* **Provided records**:
▼

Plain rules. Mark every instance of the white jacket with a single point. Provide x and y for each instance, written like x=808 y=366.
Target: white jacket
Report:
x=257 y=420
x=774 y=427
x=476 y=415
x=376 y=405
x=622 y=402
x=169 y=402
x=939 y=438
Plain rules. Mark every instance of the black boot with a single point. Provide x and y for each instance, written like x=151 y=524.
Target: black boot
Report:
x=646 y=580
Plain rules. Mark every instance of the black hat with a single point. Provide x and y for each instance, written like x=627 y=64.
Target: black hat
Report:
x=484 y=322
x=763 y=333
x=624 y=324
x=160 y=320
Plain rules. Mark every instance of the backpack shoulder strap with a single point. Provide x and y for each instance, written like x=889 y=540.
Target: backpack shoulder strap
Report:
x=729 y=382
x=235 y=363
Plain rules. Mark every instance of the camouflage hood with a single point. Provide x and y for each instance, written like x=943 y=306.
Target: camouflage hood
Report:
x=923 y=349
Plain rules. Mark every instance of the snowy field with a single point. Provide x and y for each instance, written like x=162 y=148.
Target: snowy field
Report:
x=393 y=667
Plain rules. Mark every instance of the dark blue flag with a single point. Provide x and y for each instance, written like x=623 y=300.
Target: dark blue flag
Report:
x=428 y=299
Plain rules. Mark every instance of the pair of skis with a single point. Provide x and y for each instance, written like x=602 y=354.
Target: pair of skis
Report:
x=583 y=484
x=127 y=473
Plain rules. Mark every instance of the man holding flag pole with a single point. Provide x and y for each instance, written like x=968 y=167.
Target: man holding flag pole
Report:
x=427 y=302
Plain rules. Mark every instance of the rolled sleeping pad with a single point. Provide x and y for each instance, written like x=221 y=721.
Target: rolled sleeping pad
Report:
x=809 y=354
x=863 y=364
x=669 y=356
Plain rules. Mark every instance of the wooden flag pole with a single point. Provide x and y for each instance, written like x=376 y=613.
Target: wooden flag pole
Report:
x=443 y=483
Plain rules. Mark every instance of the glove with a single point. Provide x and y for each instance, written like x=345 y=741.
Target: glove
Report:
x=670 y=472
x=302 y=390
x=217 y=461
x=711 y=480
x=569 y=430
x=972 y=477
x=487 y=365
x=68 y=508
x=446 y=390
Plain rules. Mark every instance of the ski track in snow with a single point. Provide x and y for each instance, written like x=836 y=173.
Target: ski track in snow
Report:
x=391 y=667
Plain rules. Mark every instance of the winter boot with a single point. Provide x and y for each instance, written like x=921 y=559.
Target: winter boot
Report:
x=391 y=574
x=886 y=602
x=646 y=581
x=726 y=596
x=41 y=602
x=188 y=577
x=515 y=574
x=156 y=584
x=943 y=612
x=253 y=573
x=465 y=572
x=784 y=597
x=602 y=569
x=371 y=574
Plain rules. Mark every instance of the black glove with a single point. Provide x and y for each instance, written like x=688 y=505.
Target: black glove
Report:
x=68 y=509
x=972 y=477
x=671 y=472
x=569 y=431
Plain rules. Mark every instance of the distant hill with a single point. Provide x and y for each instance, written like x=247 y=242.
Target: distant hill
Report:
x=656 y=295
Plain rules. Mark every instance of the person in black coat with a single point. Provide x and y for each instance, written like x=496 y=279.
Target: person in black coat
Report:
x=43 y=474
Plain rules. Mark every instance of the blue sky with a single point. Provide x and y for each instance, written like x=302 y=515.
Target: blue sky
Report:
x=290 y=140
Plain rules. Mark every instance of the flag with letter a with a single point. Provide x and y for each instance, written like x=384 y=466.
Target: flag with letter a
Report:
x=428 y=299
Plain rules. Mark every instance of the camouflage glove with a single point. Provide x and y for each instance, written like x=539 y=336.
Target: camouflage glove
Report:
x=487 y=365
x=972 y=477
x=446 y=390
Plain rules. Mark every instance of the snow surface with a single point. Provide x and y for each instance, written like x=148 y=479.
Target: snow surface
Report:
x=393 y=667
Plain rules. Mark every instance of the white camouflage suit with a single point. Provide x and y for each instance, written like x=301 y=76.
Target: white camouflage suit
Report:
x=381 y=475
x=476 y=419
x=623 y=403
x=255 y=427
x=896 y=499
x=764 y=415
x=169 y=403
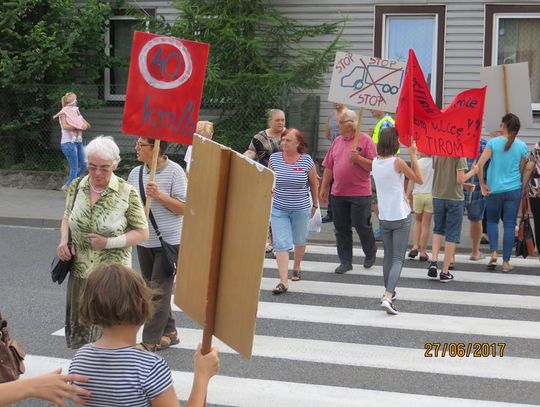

▲

* **Work to be completed**:
Copy all of the rows above line for line, with no changes, and leave the pictures out.

* **Written answer**:
Plain rules. Mark every instance of the white jacket with a single point. Provide x and y for each instance, written like x=808 y=366.
Target: white jacket
Report:
x=257 y=420
x=774 y=427
x=476 y=415
x=376 y=405
x=622 y=402
x=169 y=402
x=939 y=438
Plain rules. Mark every instance of the black boot with a single point. Provide x and y for each instance, written like x=151 y=524.
Target: black boot
Report:
x=646 y=580
Plain rules. Mark every instance of the black hat with a single point. Provide x and y for each instance, written like x=627 y=64.
Target: black hat
Report:
x=484 y=322
x=763 y=333
x=624 y=324
x=160 y=320
Plain rules. Mark every instance of the backpack shoulder strap with a single point. Provide x and y for each instance, written like x=889 y=540.
Target: backpack shoulder strap
Report:
x=729 y=382
x=235 y=363
Plain rules. Mark every instance of the camouflage hood with a single point. Provide x and y for each instance, written like x=943 y=306.
Target: camouflage hood
Report:
x=923 y=349
Plain rules. Mark every instance of the snowy field with a single point. Provide x and y for each instance, written like x=162 y=148.
Target: snowy field
Report:
x=393 y=667
Plain rules. Mark every instance of the dark blue flag with a single point. Provide x and y for each instance, written like x=623 y=300.
Target: dark blue flag
Report:
x=428 y=299
Plain rules. Mark every instance of the pair of skis with a single point. Provide x and y for each instance, written like x=602 y=354.
Target: pair of skis
Report:
x=583 y=484
x=127 y=473
Plain rules. Mark every instance of the man holding flag pole with a single point. Provide x and y for each instance, written like x=968 y=167.
Target: man holding flag pole
Report:
x=427 y=302
Plain rules. Mark every instance of the rolled sleeping pad with a single point. Provide x and y for each instance, written like x=221 y=721.
Target: rolled sleeping pad
Report:
x=809 y=354
x=863 y=364
x=669 y=356
Plain rules. Mark every instance of the wooden flag pole with a single point. Provide x and y for each instance, written like x=376 y=613.
Target: wooden flag pole
Report:
x=443 y=483
Plain rules. Mark every instance of the glove with a single point. Provide x and y for each instance, written like x=345 y=741.
Target: glove
Report:
x=670 y=472
x=302 y=390
x=217 y=461
x=711 y=480
x=569 y=430
x=972 y=477
x=487 y=365
x=68 y=508
x=446 y=390
Plain rules. Mark every instance of the ski track in snow with a single point. Provide x and y for each instance, written like x=836 y=173.
Target: ski track in snow
Report:
x=391 y=667
Plain rules. Mark every instance of the winter boot with a single point. Provide x and y for each instance, written like x=921 y=559.
Target: winter boot
Report:
x=391 y=574
x=886 y=602
x=646 y=581
x=726 y=596
x=41 y=602
x=188 y=577
x=515 y=574
x=156 y=584
x=943 y=612
x=253 y=573
x=465 y=572
x=784 y=597
x=602 y=569
x=371 y=574
Plain rules. Mark every instance of the black glove with a single point. Provide x and y for each instance, written like x=688 y=505.
Target: black glove
Report:
x=68 y=509
x=972 y=477
x=671 y=472
x=569 y=431
Plain rules. Mark every instance of the distant hill with a single point. Provide x and y for each instance, written like x=247 y=242.
Target: distant hill
Report:
x=656 y=295
Plain rules. Mark every instance of the person in black coat with a single point. Provide x and y for each instance, written like x=496 y=279.
Target: person in black coat
Report:
x=43 y=474
Plain rules. Mark every instance of the blue sky with a single point. Provide x and y for each instance, written like x=302 y=515.
Target: blue sky
Report:
x=290 y=140
Plain rules. Mark every instance of the flag with letter a with a single point. Provide x and y for each instance, written like x=384 y=466.
Target: flag with letter a
Report:
x=428 y=299
Plain rules. Mark every instance of the camouflage glove with a single point. Provide x and y for each instance, written like x=539 y=336.
Target: camouflage glove
Report:
x=487 y=365
x=972 y=477
x=446 y=390
Plain rules. Mark every instance of the snow surface with a single point. Provide x and y for each instance, written like x=148 y=479.
Target: snow surface
Report:
x=393 y=667
Plain rules. Mark every instance of the white camouflage suit with a single point. Provide x and y for each instance, written like x=301 y=76.
Target: white camouflage suit
Report:
x=381 y=475
x=476 y=419
x=623 y=403
x=255 y=427
x=896 y=499
x=764 y=415
x=169 y=403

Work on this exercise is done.